## Yazılı Talep A
Verilen metne göre bilgisayar neye dayanamayıp çöktü?
## Yazılı Talep B
Verilen metinde, içteki iki sesi niteleyen sıfatların tamamını sıralayınız.
## Yazılı Talep C
Aşağıdaki ifadelerin verilen metinle uyuşup uyuşmadığını belirtiniz. Her biri için evet ya da hayır deyip metindeki belirleyici sözleri aynen aktarınız.
(i) Bilgisayar son iki haftadır inlemeye başlamıştı.
(ii) Bilgisayar, tamir için kargoyla İstanbul'a gönderildi.
(iii) Bilgisayar servisindekiler kendilerine "tamirci" demiyor.

## Verilen Metin
★ ★ ★ ★

Mutlu Hanım az daha dükkânı yıkıyordu!..

Mutlu Tönbekici'nin laptopu bozulursa ne olur? İşte bugün köşesinde onu anlatmış... Tönbekeci resmen bozuk laptop yüzünden cinnet geçirmiş.

GAZETECİLER.COM - Yıkmaz mı?.. Yıkmaz mı?..
Daha doğrusu, yıksa haksız olmaz mı?..
İki elini, testi kulpu gibi iki beline koyup da…
“Tamirciii tamirciii” demez mi Kibariye’nin annesinin damadına “Şufööör şuför!” diye haykırması gibi…
Ama hiçbirini yapmamış Mutlu Tönbekici…
 Tönbekici’nin bilgisayar servisi (“tamirci” demiyor onlar) ile başlayan ve az daha cinnetle sonuçlanacak olan macerasının giriş bölümü şöyle…
 
Bilgisayarım yaz sıcağına dayanamayıp çöktü. Çok uzun zamandır tırıldıyordu. Son iki haftadır da Otostopçunun Galaksi Rehberi’ndeki depresif robot Marvin gibi inlemeye başlamıştı. Böyle bayağı “ıhhh”, “ıhhh” diye yorgun ve mutsuz insan sesi çıkartıyordu.
İnleyen bir bilgisayar da çok komik oluyor. Her gelene dinletiyorsun. Bizim için pek komikti de bilgisayar için pek komik bir durum değildi belli ki.
Biri de “fanı bozuksa bordu yanar” deyince koştura koştura Bodrum’da bulduğum ilk bilgisayar tamircisine götürdüm.
İçimdeki şüpheci, karamsar, tırsak ses şöyle diyordu: “Bodrum’dakilere güvenmekle doğru yapıyor musun acaba? Kargo ile İstanbul’a yollasan daha iyi etmez misin?”
İçimdeki şüpheci, karamsar, tırsak sese iyimser, cesur ve iyi niyetli bir başka sesim ise şöyle cevap verdi: “ Eh be kadın. Olur mu yahu öyle şey. Dükkan açabiliyor ve de tamir edebilecekleri markaları tek tek internet sitelerinde sayıp dökebiliyorlarsa her halde bir yetkinlik belgeleri vardır. Burası taşra diye küçümsemenin manası yok.”

★ ★ ★ ★

## Mevcut Veriler
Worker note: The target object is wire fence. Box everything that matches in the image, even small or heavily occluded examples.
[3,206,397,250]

★ ★ ★ ★

## Alıştırma Çıktısı A
Bilgisayar yaz sıcağına dayanamayıp çöktü.

## Alıştırma Çıktısı B
şüpheci, karamsar, tırsak, iyimser, cesur, iyi niyetli

## Alıştırma Çıktısı C
(i) Evet: «Son iki haftadır da Otostopçunun Galaksi Rehberi’ndeki depresif robot Marvin gibi inlemeye başlamıştı.»
(ii) Hayır: «koştura koştura Bodrum’da bulduğum ilk bilgisayar tamircisine götürdüm.»
(iii) Evet: «(“tamirci” demiyor onlar)»